----- DATA -----

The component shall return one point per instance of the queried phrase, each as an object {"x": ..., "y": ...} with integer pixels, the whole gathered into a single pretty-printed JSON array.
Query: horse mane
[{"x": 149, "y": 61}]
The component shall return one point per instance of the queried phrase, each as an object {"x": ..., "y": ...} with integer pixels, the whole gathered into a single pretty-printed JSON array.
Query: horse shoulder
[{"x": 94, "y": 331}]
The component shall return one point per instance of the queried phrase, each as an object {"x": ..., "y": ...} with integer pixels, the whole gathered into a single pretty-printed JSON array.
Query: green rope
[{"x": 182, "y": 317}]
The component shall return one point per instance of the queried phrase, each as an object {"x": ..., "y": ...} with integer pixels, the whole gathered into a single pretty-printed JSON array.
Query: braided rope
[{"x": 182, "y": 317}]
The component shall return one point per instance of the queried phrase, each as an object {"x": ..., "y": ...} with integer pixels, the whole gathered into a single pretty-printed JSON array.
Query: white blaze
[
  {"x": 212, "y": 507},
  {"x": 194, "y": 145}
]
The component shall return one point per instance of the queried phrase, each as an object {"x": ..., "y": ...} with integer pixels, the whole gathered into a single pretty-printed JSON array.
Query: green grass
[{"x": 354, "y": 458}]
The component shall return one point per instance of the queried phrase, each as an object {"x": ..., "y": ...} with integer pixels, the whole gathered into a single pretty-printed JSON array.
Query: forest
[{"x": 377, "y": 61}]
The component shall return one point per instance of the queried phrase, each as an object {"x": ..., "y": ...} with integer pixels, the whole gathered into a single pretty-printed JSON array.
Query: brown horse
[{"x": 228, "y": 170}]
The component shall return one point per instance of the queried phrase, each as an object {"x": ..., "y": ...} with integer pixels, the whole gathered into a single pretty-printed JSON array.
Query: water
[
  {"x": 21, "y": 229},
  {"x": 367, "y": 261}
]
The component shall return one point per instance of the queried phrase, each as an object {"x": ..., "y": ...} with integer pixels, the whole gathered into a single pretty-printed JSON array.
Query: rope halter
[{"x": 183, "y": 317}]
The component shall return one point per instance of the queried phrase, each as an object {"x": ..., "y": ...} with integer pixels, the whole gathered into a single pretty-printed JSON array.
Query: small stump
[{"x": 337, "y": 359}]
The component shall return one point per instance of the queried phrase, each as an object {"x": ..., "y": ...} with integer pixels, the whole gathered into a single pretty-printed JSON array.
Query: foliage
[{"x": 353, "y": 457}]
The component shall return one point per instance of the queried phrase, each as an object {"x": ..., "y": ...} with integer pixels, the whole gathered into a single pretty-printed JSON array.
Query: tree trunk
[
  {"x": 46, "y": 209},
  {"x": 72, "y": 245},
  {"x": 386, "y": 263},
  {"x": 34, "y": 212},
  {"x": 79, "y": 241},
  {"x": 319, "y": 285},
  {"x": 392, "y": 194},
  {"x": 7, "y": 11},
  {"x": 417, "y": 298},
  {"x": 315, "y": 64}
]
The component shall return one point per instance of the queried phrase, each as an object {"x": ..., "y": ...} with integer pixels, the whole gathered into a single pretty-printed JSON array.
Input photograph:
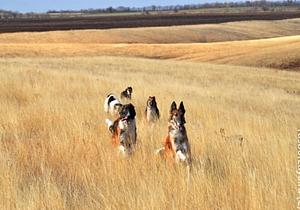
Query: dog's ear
[
  {"x": 181, "y": 108},
  {"x": 173, "y": 107}
]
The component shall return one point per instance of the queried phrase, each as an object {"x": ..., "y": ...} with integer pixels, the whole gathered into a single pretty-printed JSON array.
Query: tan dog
[{"x": 123, "y": 129}]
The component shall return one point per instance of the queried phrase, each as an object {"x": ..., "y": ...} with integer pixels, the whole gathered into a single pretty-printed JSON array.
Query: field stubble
[{"x": 55, "y": 150}]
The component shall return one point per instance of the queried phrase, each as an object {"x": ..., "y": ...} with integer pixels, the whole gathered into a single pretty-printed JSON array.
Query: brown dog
[
  {"x": 123, "y": 129},
  {"x": 152, "y": 111}
]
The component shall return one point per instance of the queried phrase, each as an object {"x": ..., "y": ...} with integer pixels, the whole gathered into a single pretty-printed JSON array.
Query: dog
[
  {"x": 123, "y": 129},
  {"x": 152, "y": 111},
  {"x": 112, "y": 105},
  {"x": 126, "y": 94},
  {"x": 176, "y": 144}
]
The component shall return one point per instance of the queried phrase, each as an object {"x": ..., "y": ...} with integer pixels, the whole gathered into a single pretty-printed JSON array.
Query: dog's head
[
  {"x": 127, "y": 112},
  {"x": 151, "y": 102},
  {"x": 129, "y": 90},
  {"x": 177, "y": 115}
]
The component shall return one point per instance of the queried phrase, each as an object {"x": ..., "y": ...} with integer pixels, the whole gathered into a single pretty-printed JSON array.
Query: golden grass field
[{"x": 56, "y": 152}]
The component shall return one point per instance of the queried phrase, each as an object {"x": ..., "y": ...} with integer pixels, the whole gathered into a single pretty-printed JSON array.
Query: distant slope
[
  {"x": 135, "y": 21},
  {"x": 244, "y": 30},
  {"x": 279, "y": 53}
]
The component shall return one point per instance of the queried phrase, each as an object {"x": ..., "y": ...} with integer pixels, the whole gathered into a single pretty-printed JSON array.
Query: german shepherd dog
[
  {"x": 126, "y": 94},
  {"x": 176, "y": 144},
  {"x": 152, "y": 111},
  {"x": 123, "y": 129}
]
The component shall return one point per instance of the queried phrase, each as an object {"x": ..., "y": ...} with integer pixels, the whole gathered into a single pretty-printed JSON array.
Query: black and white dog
[
  {"x": 123, "y": 129},
  {"x": 152, "y": 111},
  {"x": 126, "y": 94},
  {"x": 176, "y": 144},
  {"x": 112, "y": 105}
]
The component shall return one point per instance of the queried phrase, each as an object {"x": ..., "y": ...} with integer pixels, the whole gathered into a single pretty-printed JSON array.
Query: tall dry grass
[{"x": 55, "y": 151}]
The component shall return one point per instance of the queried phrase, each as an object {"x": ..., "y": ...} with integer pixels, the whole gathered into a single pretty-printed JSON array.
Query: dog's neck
[{"x": 174, "y": 128}]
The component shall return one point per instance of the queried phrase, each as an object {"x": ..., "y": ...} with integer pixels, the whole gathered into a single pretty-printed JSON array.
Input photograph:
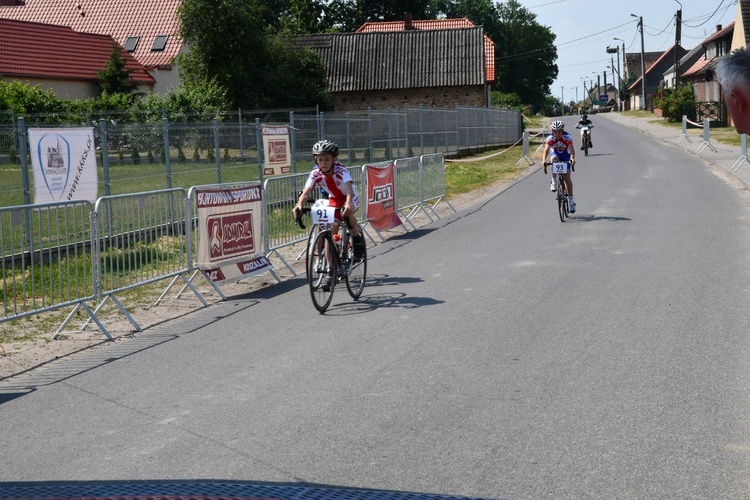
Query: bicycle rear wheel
[
  {"x": 310, "y": 238},
  {"x": 357, "y": 272},
  {"x": 321, "y": 275}
]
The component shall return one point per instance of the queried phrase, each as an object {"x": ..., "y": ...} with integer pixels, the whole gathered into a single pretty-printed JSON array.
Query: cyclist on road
[
  {"x": 562, "y": 148},
  {"x": 335, "y": 179},
  {"x": 585, "y": 122}
]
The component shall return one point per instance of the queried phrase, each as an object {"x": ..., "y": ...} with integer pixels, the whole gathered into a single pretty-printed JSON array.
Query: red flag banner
[{"x": 381, "y": 196}]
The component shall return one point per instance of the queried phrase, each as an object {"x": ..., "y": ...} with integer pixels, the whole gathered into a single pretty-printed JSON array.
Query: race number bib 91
[
  {"x": 323, "y": 213},
  {"x": 560, "y": 167}
]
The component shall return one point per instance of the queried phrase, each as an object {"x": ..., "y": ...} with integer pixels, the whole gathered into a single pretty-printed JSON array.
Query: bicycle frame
[{"x": 330, "y": 261}]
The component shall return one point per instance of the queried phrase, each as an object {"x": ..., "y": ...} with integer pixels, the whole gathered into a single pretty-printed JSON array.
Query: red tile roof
[
  {"x": 119, "y": 19},
  {"x": 42, "y": 51},
  {"x": 437, "y": 24},
  {"x": 719, "y": 33},
  {"x": 653, "y": 65}
]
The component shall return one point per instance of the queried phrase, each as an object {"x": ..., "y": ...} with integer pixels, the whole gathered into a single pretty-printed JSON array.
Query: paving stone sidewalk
[{"x": 725, "y": 156}]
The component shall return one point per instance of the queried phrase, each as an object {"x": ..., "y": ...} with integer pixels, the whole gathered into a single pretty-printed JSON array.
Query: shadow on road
[{"x": 205, "y": 489}]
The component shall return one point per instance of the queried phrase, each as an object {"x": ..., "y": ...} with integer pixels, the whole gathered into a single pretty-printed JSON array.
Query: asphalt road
[{"x": 499, "y": 353}]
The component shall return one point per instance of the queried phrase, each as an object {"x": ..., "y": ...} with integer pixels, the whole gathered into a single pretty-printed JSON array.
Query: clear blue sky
[{"x": 584, "y": 29}]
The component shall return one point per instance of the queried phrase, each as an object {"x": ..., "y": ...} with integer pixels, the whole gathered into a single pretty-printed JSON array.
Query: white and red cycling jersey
[{"x": 333, "y": 184}]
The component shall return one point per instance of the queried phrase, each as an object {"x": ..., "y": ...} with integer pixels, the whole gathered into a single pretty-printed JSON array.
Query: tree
[
  {"x": 524, "y": 54},
  {"x": 115, "y": 77},
  {"x": 244, "y": 47}
]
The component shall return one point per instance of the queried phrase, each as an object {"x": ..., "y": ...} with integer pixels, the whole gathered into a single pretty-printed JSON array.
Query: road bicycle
[
  {"x": 585, "y": 138},
  {"x": 560, "y": 168},
  {"x": 329, "y": 257}
]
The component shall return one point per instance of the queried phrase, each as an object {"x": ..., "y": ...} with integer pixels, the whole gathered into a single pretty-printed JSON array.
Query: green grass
[{"x": 463, "y": 177}]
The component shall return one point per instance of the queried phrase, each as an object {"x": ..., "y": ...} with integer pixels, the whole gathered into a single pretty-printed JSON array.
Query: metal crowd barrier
[
  {"x": 193, "y": 237},
  {"x": 48, "y": 260},
  {"x": 433, "y": 189},
  {"x": 69, "y": 253},
  {"x": 409, "y": 188},
  {"x": 141, "y": 239}
]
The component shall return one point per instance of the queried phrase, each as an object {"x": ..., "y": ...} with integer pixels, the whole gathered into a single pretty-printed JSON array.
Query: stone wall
[{"x": 439, "y": 97}]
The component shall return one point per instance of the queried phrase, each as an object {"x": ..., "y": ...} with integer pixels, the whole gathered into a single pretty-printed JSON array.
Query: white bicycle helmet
[{"x": 326, "y": 146}]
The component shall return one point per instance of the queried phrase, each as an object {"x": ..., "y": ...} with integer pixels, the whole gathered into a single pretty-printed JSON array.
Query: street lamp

-----

## TASK TO CARRY OUT
Counting case-sensitively, how many lines in the records above contain the word "white"? Give only the number.

## CORRECT OUTPUT
4